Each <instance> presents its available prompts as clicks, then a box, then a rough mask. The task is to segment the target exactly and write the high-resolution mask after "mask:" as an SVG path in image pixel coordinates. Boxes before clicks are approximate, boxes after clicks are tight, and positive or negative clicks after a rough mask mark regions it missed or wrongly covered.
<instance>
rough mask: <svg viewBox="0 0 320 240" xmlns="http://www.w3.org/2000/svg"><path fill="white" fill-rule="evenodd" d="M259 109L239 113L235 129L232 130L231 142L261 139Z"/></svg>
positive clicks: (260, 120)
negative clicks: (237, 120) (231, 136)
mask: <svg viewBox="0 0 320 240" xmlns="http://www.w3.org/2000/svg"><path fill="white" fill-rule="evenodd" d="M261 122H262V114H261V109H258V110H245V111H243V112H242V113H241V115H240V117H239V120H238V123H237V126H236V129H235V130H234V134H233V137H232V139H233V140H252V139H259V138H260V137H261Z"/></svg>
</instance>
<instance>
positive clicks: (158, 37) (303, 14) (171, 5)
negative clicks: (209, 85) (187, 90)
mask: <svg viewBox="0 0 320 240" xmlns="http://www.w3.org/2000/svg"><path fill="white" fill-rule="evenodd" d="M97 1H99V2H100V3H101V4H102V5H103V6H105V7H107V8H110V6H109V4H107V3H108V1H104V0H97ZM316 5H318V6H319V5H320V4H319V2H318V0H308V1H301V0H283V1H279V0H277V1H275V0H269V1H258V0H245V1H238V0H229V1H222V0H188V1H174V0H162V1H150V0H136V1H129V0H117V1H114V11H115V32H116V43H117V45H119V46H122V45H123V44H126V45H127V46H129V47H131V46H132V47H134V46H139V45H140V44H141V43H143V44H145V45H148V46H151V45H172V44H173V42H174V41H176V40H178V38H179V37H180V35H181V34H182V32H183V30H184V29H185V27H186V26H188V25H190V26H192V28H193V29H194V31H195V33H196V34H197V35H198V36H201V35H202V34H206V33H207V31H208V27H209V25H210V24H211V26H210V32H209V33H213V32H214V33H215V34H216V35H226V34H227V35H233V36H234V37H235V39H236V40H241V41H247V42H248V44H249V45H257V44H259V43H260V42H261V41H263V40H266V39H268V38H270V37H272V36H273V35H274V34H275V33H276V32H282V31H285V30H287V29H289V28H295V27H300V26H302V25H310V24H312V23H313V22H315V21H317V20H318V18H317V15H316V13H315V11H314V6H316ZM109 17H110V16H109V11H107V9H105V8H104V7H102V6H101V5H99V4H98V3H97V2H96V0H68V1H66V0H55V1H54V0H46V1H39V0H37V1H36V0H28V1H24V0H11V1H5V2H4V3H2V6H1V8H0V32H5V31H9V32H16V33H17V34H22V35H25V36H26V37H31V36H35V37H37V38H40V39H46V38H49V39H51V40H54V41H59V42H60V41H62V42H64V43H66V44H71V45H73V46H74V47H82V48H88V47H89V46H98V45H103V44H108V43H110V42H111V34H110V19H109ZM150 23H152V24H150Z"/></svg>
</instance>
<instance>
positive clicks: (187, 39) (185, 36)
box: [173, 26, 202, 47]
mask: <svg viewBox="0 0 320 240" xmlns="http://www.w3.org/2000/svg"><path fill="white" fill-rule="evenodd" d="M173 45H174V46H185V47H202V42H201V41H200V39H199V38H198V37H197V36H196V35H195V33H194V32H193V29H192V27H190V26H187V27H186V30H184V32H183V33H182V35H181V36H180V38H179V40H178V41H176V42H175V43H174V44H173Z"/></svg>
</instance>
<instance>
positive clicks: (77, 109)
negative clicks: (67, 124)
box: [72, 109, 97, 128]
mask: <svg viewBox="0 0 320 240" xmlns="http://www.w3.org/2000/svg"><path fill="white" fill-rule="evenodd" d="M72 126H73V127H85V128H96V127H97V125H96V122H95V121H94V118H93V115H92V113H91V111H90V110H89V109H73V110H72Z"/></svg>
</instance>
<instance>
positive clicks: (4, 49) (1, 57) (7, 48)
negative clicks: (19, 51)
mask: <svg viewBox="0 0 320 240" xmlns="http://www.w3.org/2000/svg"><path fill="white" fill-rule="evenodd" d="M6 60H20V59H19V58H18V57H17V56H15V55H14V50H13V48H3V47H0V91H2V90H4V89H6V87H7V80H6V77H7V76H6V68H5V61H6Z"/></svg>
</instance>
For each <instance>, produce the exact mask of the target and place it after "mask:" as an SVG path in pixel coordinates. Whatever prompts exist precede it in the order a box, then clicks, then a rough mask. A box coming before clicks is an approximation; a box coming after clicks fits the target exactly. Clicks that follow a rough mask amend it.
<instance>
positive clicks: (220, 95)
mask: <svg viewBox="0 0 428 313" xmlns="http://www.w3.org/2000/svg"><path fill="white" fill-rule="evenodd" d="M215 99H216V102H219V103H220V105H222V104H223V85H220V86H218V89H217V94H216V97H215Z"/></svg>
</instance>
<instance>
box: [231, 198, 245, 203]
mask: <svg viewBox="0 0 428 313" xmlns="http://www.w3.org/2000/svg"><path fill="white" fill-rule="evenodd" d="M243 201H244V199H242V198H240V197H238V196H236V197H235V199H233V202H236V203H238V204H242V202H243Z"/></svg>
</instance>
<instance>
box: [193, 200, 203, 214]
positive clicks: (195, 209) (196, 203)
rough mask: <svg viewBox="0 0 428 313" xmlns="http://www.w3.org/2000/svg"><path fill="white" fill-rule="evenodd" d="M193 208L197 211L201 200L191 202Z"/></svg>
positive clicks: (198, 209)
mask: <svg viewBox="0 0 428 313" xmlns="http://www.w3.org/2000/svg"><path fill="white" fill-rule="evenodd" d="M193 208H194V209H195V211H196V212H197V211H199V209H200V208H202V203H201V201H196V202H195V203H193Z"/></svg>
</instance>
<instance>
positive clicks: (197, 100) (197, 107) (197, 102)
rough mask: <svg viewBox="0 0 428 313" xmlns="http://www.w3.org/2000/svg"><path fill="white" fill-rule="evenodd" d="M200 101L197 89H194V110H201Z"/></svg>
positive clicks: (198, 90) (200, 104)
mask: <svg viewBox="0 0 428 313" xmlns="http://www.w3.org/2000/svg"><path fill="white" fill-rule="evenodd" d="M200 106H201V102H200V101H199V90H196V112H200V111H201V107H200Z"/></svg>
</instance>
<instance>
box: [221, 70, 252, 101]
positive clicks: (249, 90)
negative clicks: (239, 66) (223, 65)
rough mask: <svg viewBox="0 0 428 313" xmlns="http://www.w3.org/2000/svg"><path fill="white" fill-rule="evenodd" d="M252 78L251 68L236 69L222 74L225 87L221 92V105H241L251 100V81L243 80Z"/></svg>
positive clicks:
########################################
* EXERCISE
Every record is to be repeated exactly as it stands above.

* PROBLEM SOLUTION
Each <instance> presents its available prompts as clicks, then a box, then a rough mask. The task is to segment the target exactly and write the high-resolution mask after "mask:" as an SVG path in image pixel coordinates. Boxes before clicks are approximate, boxes after clicks are tight, and positive or negative clicks after a rough mask mark regions it missed or wrongly covered.
<instance>
rough mask: <svg viewBox="0 0 320 240" xmlns="http://www.w3.org/2000/svg"><path fill="white" fill-rule="evenodd" d="M259 109L239 113L235 129L232 130L231 142L261 139Z"/></svg>
positive clicks: (260, 120)
negative clicks: (237, 120) (231, 136)
mask: <svg viewBox="0 0 320 240" xmlns="http://www.w3.org/2000/svg"><path fill="white" fill-rule="evenodd" d="M261 122H262V114H261V109H258V110H245V111H243V112H242V113H241V115H240V117H239V120H238V123H237V126H236V129H235V130H234V134H233V137H232V139H233V140H252V139H259V138H260V137H261Z"/></svg>
</instance>
<instance>
positive clicks: (158, 37) (303, 14) (171, 5)
negative clicks: (209, 85) (187, 90)
mask: <svg viewBox="0 0 320 240" xmlns="http://www.w3.org/2000/svg"><path fill="white" fill-rule="evenodd" d="M97 1H99V2H100V3H101V4H102V5H103V6H105V7H107V8H110V6H109V4H107V3H108V1H104V0H97ZM316 5H318V6H319V5H320V4H319V2H318V0H308V1H301V0H283V1H279V0H277V1H275V0H269V1H258V0H245V1H238V0H229V1H222V0H188V1H174V0H162V1H150V0H136V1H129V0H117V1H114V11H115V32H116V43H117V45H119V46H122V45H123V44H126V45H127V46H129V47H131V46H132V47H134V46H139V45H140V44H141V43H143V44H145V45H148V46H151V45H172V44H173V42H174V41H176V40H178V38H179V37H180V35H181V34H182V32H183V30H184V29H185V27H186V26H188V25H190V26H192V28H193V29H194V31H195V33H196V34H197V35H198V36H201V35H202V34H206V33H207V31H208V27H209V25H210V24H211V26H210V32H209V33H213V32H214V33H215V34H216V35H226V34H227V35H233V36H234V37H235V39H236V40H241V41H247V42H248V44H249V45H257V44H259V43H260V42H261V41H263V40H266V39H268V38H270V37H272V36H273V35H274V34H275V33H276V32H282V31H285V30H287V29H289V28H295V27H300V26H302V25H310V24H312V23H313V22H315V21H317V20H318V18H317V15H316V13H315V11H314V6H316ZM109 17H110V16H109V11H107V9H105V8H104V7H102V6H101V5H99V4H98V3H97V2H96V0H68V1H66V0H55V1H54V0H46V1H39V0H37V1H36V0H28V1H24V0H11V1H5V2H4V3H2V6H1V8H0V32H5V31H9V32H16V33H17V34H22V35H25V36H26V37H31V36H35V37H37V38H40V39H46V38H49V39H51V40H54V41H59V42H60V41H62V42H64V43H66V44H71V45H73V46H74V47H82V48H88V47H89V46H98V45H103V44H108V43H110V42H111V34H110V19H109ZM150 23H152V24H150Z"/></svg>
</instance>
<instance>
positive clicks: (187, 39) (185, 36)
box: [173, 26, 202, 47]
mask: <svg viewBox="0 0 320 240" xmlns="http://www.w3.org/2000/svg"><path fill="white" fill-rule="evenodd" d="M173 45H174V46H185V47H202V42H201V41H200V39H199V38H198V37H197V36H196V35H195V33H194V32H193V29H192V27H190V26H187V27H186V30H184V32H183V33H182V35H181V36H180V38H179V40H178V41H176V42H175V43H174V44H173Z"/></svg>
</instance>
<instance>
positive clicks: (77, 109)
negative clicks: (67, 124)
box: [72, 109, 97, 128]
mask: <svg viewBox="0 0 320 240" xmlns="http://www.w3.org/2000/svg"><path fill="white" fill-rule="evenodd" d="M72 126H73V127H85V128H96V127H97V125H96V122H95V121H94V118H93V115H92V113H91V111H90V110H89V109H73V110H72Z"/></svg>
</instance>
<instance>
positive clicks: (4, 49) (1, 57) (7, 48)
negative clicks: (19, 51)
mask: <svg viewBox="0 0 320 240" xmlns="http://www.w3.org/2000/svg"><path fill="white" fill-rule="evenodd" d="M6 60H20V59H19V58H18V57H17V56H15V55H14V50H13V48H3V47H0V91H2V90H4V89H6V87H7V80H6V77H7V76H6V68H5V61H6Z"/></svg>
</instance>
For each <instance>, produce the exact mask of the target and place it after "mask:" as an SVG path in pixel coordinates. Whatever prompts exist precede it in the order a box, then clicks, then a rough mask. A box coming before clicks is an approximation; a box coming after clicks fits the target exactly. Clicks that follow a rough mask amend it.
<instance>
positive clicks: (220, 95)
mask: <svg viewBox="0 0 428 313" xmlns="http://www.w3.org/2000/svg"><path fill="white" fill-rule="evenodd" d="M215 99H216V102H219V103H220V105H222V104H223V85H220V86H218V89H217V94H216V97H215Z"/></svg>
</instance>
<instance>
box: [231, 198, 245, 203]
mask: <svg viewBox="0 0 428 313" xmlns="http://www.w3.org/2000/svg"><path fill="white" fill-rule="evenodd" d="M243 201H244V199H242V198H240V197H238V196H236V197H235V199H233V202H236V203H238V204H242V202H243Z"/></svg>
</instance>
<instance>
box: [193, 200, 203, 214]
positive clicks: (195, 209) (196, 203)
rough mask: <svg viewBox="0 0 428 313" xmlns="http://www.w3.org/2000/svg"><path fill="white" fill-rule="evenodd" d="M193 208L197 211L201 200L191 202Z"/></svg>
positive clicks: (198, 209)
mask: <svg viewBox="0 0 428 313" xmlns="http://www.w3.org/2000/svg"><path fill="white" fill-rule="evenodd" d="M193 208H194V209H195V211H196V212H197V211H199V209H200V208H202V203H201V201H196V202H195V203H193Z"/></svg>
</instance>
<instance>
positive clicks: (197, 100) (197, 107) (197, 102)
rough mask: <svg viewBox="0 0 428 313" xmlns="http://www.w3.org/2000/svg"><path fill="white" fill-rule="evenodd" d="M200 101L197 89H194V110H201Z"/></svg>
positive clicks: (198, 90) (200, 104)
mask: <svg viewBox="0 0 428 313" xmlns="http://www.w3.org/2000/svg"><path fill="white" fill-rule="evenodd" d="M200 106H201V102H200V101H199V90H196V112H200V111H201V107H200Z"/></svg>
</instance>
<instance>
box: [221, 70, 252, 101]
positive clicks: (249, 90)
negative clicks: (239, 66) (223, 65)
rough mask: <svg viewBox="0 0 428 313" xmlns="http://www.w3.org/2000/svg"><path fill="white" fill-rule="evenodd" d="M252 78L251 68L236 69L222 74L225 87L221 92V105H241L251 100V81L243 80Z"/></svg>
positive clicks:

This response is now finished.